*PASSAGE TO READ:*

Have deleted answer due to an error.

May 21, 2018

#color(blue)[int_a^(2a)1/x*dx=int_(3a)^(6a)1/x*dx=0.693]#

Explanation:

The first integral

#int_a^(2a)1/x*dx=[lnx]_a^(2a)=ln2a-lna=ln2+lna-lna=ln2=0.693#

The second integral

#int_(3a)^(6a)1/x*dx=[lnx]_(3a)^(6a)=ln6a-ln3a#

#=ln6+lna-ln3-lna=ln6-ln3=1.792-1.099=0.693#

Note that the two integrals have same value

#color(blue)[int_a^(2a)1/x*dx=int_(3a)^(6a)1/x*dx=0.693]#

note that

#color(red)[ln(x*y)=lnx+lny]#

May 21, 2018

The two integrals are identical.

Explanation:

We seek the greater of:

# I_1 = int_a^(2a) \ 1/x \ dx # or # I_2 = int_(3a)^(6a) \ 1/x \ dx #

Where #a gt 0#. Consider the general case:

# I(alpha,beta) = int_(alpha)^(beta) \ 1/x \ dx #

Where #alpha,beta gt 0#, Which is a standard integral, so we can directly integrate:

# I(alpha,beta) = [ \ ln |x| \ ]_(alpha)^(beta) #

And as #alpha,beta gt 0#, we can additionally use the properties of logarithms to write:

# I(alpha,beta) = ln beta - ln alpha = ln (beta/alpha) #

This integral is in fact used to define the Napier logarithm and the unexpected ratio is an alternative proof of the logarithm of a product property! Given this result we now conclude that

# I_1 = ln((2a)/a) = ln 2 #
# I_2 = ln ((6a)/(3a)) =ln 2 #

Making the two integrals identical

*GIVEN INFORMATION:*

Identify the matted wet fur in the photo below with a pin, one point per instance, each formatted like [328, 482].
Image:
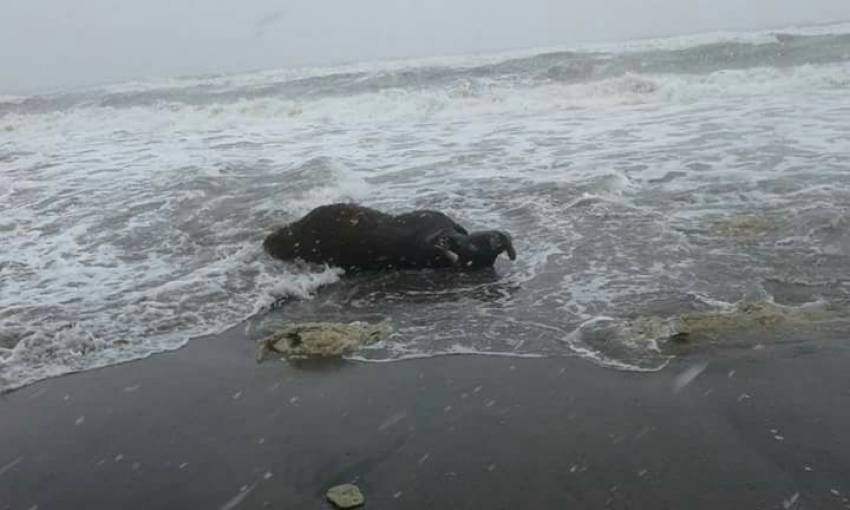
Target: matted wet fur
[359, 238]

*INSTRUCTIONS:*
- a) Using the integrals thread, decide whether each statement below agrees with it. Answer yes or no for each, and quote the deciding words.
(i) The first answer gives the value of the first integral as 0.693.
(ii) The second answer assumes that a is negative.
(iii) The second answer says the general integral is used to define the Napier logarithm.
- b) In the integrals thread, what numerical values does the first answer use for ln6 and ln3?
- c) Copy everything in the integrals thread word for word, from "#=ln6+lna-ln3-lna=ln6-ln3=1.792-1.099=0.693#" down to "integrals are identical.".

*TASK-BY-TASK OUTPUTS:*
- a)
(i) Yes: "ln2=0.693"
(ii) No: "Where #a gt 0#"
(iii) Yes: "This integral is in fact used to define the Napier logarithm"

- b) 1.792 for ln6 and 1.099 for ln3.

- c)
#=ln6+lna-ln3-lna=ln6-ln3=1.792-1.099=0.693#

Note that the two integrals have same value

#color(blue)[int_a^(2a)1/x*dx=int_(3a)^(6a)1/x*dx=0.693]#

note that

#color(red)[ln(x*y)=lnx+lny]#

May 21, 2018

The two integrals are identical.